FRAGMENTO DEL TEXTO>
"""
Don Ramón nos ha dejado un breve relato de cómo conoció a Franco y de cómo era éste en la época: 

 

Pronto conocí y frecuenté el trato de Franco y su familia, con los que entré en relación en la primera recepción que dio él en la Academia para establecer la convivencia necesaria entre el estamento militar y la sociedad civil de la capital, y fui acogido cordialmente. El hecho de que el general Franco haya parecido siempre como cauteloso -y, sin duda, lo fue- ha hecho pensar a quienes le conocieron poco que se trataría de un hombre reservado y de pocas palabras. Nada más contrario a la realidad, pues el Franco que yo conocí en Zaragoza era hombre muy locuaz con tendencia al monólogo y a la invasión de terrenos en los que no era fuerte, aunque sus éxitos profesionales le inclinasen a considerarse seguro en todos. Y así continuó siendo más tarde cuando ya tenía serias responsabilidades y un pedestal de poder de gran altura; y así fue hasta que se inició su declinación. 

Que haya sido siempre poco aficionado a comunicar sus verdaderos pensamientos y, sobre todo, sus planes, es cosa distinta; pero lo de su parquedad en palabras es una leyenda. 

En la época de Zaragoza de que vengo hablando, cuando yo era asiduo de su casa, me recibió con interés, pues él apreciaba mucho la fe que yo tenía en sus cualidades y opiniones de militar, y me concedía a mi autoridad en materia política.[4] 

 

Tal y como ha planteado Ramón Garriga: «De aquellos tiempos de Zaragoza, en que el trato entre Franco y Serrano fue casi continuo, arrancó una profunda convivencia de la que se beneficiaron ambos, porque el abogado penetró en el mundo de los militares y el general conoció pormenores de la vida civil que no había podido captar durante sus largos años de permanencia en Marruecos.» La amistad entre ambos fue, según el mismo testimonio, favorecida por Carmen Polo, que apreciaba la formación suplementaria que estas conversaciones suponían para su marido, al que sacaban de los temas estrictamente militares: «Algunas veces, cuando Serrano abordaba un tema interesante, y Franco muy dispersivo entonces y hablador se alejaba, Carmen se dirigía a su marido para que siguiera con atención los temas que desarrollaba su amigo y que ella intuía la utilidad de su conocimiento.»[5] 

Antes de las elecciones de 1931, Serrano mantuvo una conversación con varios de los oficiales de la Academia advirtiéndoles de la posibilidad de que ganasen las izquierdas, pues se aseguraba que iba a participar la CNT, cuyos miembros se abstenían tradicionalmente de votar. Uno de los presentes le contestó: «No hay que preocuparse. Usted es muy joven. Aquí en este país no pasa nunca nada.» Según el propio Serrano Franco no era tan optimista como sus compañeros de armas. Más tarde, al conocerse el resultado, «pensó en la posibilidad de marchar con los cadetes sobre Madrid», pero desistió.[6] 

Una vez iniciada la República Serrano se presentó como candidato de las derechas en 1931, y aunque en esta ocasión no consiguió salir elegido el primer intento le sirvió para volver a presentar su candidatura en 1933, siendo elegido como diputado de la Unión de Derechas de Zaragoza, que no tardó en integrarse en la CEDA, por más que Serrano no creyese en la famosa «táctica» de Gil Robles.
"""
CONJUNTO DE DATOS>
"""
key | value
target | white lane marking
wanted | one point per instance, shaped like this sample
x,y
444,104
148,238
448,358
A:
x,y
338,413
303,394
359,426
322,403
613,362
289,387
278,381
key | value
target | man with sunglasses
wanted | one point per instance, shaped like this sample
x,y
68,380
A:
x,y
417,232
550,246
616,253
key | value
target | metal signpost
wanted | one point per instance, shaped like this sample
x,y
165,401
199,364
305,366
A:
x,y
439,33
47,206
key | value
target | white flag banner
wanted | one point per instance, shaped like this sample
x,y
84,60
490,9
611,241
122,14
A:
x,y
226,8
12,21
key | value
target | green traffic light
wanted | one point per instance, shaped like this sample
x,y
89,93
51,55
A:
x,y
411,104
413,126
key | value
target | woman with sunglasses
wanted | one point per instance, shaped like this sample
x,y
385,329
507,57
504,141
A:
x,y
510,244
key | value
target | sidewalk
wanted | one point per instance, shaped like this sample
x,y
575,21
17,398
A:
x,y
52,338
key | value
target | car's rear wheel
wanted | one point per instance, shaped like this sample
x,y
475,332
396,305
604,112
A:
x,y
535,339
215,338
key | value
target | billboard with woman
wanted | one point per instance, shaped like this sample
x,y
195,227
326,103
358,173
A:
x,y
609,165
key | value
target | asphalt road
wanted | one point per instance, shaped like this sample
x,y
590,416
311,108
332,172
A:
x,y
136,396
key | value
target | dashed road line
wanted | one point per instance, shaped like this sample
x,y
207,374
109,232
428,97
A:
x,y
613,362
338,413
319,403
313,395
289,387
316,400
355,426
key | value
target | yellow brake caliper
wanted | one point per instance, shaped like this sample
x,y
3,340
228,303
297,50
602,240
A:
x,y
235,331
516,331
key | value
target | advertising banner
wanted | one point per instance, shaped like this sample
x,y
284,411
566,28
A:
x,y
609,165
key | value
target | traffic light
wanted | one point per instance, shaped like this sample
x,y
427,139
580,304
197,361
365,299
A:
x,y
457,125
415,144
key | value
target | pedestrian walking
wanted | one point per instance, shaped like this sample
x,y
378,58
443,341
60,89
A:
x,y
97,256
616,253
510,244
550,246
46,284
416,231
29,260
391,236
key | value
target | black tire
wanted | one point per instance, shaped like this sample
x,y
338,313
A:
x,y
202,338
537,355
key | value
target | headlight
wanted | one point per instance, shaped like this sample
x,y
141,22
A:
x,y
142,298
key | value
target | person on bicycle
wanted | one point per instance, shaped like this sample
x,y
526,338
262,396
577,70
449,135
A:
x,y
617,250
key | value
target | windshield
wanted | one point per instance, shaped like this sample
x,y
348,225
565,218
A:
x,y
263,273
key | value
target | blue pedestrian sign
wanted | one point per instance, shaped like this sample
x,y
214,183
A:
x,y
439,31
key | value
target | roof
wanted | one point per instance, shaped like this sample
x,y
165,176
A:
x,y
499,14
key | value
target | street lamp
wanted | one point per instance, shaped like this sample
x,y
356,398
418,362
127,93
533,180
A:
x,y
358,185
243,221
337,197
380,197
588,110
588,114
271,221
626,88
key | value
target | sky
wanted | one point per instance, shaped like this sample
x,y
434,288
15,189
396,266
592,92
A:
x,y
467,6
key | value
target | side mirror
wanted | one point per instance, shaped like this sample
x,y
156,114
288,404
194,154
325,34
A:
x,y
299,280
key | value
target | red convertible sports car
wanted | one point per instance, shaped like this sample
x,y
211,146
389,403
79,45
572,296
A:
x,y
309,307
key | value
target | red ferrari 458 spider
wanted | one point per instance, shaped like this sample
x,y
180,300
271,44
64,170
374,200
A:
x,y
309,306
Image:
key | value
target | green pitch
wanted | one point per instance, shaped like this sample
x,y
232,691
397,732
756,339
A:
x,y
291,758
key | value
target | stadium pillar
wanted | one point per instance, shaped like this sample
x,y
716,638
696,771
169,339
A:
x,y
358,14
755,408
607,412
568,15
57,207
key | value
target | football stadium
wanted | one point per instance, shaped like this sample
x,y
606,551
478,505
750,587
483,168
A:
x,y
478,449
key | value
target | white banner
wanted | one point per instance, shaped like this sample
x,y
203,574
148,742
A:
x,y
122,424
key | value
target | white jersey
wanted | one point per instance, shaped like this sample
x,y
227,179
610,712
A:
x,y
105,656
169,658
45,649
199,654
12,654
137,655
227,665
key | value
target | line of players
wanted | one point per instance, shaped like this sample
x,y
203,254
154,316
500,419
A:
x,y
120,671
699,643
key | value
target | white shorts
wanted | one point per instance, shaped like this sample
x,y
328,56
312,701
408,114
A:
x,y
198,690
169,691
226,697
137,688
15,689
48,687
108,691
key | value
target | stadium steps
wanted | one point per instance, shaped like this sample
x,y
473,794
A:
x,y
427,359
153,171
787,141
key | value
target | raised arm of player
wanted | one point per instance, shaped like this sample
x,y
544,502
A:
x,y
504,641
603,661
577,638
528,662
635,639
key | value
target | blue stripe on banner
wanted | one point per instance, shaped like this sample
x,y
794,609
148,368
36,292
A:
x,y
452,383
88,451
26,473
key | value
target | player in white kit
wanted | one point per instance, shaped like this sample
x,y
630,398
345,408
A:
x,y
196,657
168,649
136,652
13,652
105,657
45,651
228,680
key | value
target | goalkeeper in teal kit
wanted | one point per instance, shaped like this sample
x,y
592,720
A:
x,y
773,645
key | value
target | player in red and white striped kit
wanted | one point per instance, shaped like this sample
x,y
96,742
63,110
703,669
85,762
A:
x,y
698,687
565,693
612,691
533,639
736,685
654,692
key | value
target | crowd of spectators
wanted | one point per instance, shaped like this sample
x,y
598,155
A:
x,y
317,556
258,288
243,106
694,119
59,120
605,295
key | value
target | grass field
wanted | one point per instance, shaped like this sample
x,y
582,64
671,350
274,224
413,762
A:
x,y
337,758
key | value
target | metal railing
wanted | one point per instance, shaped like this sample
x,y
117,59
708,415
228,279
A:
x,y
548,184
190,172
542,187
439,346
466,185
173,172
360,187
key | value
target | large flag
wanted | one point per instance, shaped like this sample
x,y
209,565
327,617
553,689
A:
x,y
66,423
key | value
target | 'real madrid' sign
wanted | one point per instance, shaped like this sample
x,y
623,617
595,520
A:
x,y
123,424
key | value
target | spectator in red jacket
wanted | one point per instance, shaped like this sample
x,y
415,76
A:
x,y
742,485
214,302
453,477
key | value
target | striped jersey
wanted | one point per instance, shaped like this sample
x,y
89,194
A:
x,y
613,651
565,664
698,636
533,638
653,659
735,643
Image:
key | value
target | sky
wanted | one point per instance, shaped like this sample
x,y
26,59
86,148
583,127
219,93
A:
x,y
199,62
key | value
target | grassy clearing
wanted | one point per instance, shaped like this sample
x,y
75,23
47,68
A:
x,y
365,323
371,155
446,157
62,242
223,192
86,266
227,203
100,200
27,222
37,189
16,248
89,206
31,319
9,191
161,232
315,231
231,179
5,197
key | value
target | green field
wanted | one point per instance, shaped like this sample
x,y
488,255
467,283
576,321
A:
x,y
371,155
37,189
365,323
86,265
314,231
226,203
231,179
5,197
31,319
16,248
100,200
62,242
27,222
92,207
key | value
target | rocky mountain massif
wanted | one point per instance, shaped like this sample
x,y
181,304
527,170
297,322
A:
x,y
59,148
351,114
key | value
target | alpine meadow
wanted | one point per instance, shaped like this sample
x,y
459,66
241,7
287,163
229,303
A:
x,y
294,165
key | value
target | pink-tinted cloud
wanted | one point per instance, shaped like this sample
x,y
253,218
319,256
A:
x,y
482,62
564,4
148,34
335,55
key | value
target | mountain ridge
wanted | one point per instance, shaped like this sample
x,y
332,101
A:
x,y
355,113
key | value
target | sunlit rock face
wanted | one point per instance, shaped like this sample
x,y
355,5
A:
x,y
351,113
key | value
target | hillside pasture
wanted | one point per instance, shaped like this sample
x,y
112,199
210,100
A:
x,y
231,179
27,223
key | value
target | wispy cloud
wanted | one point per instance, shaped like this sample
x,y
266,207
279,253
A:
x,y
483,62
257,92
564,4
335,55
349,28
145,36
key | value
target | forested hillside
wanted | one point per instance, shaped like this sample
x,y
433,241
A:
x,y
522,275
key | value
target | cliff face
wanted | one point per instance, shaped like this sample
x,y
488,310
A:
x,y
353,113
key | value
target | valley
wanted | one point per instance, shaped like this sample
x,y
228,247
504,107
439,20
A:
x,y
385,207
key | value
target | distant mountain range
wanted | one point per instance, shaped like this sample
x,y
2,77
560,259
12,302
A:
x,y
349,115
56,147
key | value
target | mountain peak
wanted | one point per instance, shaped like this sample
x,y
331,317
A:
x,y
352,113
"""
CONJUNTO DE TAREAS>
• A. Responde a partir del fragmento sobre Franco y Serrano:
(i) ¿Cómo describe don Ramón la manera de hablar del Franco que conoció en Zaragoza?
(ii) ¿Qué le contestó a Serrano uno de los oficiales de la Academia cuando él advirtió que podían ganar las izquierdas?
(iii) ¿En qué año salió elegido Serrano diputado y por qué formación?
• B. Prolonga el fragmento sobre Franco y Serrano a partir de su última oración.

RESULTADOS DEL EJERCICIO>
• A.
(i) Lo describe como un hombre muy locuaz, con tendencia al monólogo y a invadir terrenos en los que no era fuerte.
(ii) Le contestó: «No hay que preocuparse. Usted es muy joven. Aquí en este país no pasa nunca nada.»
(iii) En 1933, por la Unión de Derechas de Zaragoza.

• B.
Dada su amistad con Franco y José Antonio, Serrano fue testigo presencial de las dos reuniones mantenidas por ambos, la primera cuando coincidieron como testigos de su boda y la segunda antes de «las elecciones de 1936. En esta última, celebrada…» en una casa de la madrileña calle Ayala, propiedad del padre de Serrano, tuvo lugar a petición de José Antonio, que quería convencer a Franco, por aquel entonces jefe de estado mayor del ejército, para que diese un golpe preventivo. Dado que la cuestión no era del agrado de Franco hizo gala del mayor de los galleguismos, eludiendo la conversación y dedicándose a contar diversas anécdotas militares así como las virtudes de un cañón francés que pensaba debía ser adoptado por el ejército español. José Antonio, que quedó muy molestó, comentó a Serrano: «Mi padre con todos sus defectos, con su desorientación política, era otra cosa. Tenía humanidad, decisión y nobleza. Pero estas gentes…»[7] 

Serrano tuvo también papel protagonista en otro suceso que implicaba a Franco y José Antonio, cuál fue la segunda vuelta de las elecciones de 1936 en Cuenca. En febrero de 1936 las elecciones en la provincia habían sido ganadas por las derechas, pero la comisión de actas de la Segunda República optó por anularlas para impedir así la elección de Goicoechea, líder de Renovación Española.[8] De cara a la nueva confrontación electoral las derechas pensaron incluir a José Antonio en la lista de candidatos, y también decidieron incorporar a Franco, al que parece que hizo ilusión una propuesta que si bien es cierto le privaría del mando de una división orgánica, no es menos verdad que le permitía volver a Madrid. José Antonio llamó a Serrano Suñer y le pidió que solicitase a Franco que retirara su candidatura, pues temía que de presentarse ambos por la misma provincia el Gobierno considerara prioritario ganar los comicios a cualquier coste, lo que haría más difícil su elección.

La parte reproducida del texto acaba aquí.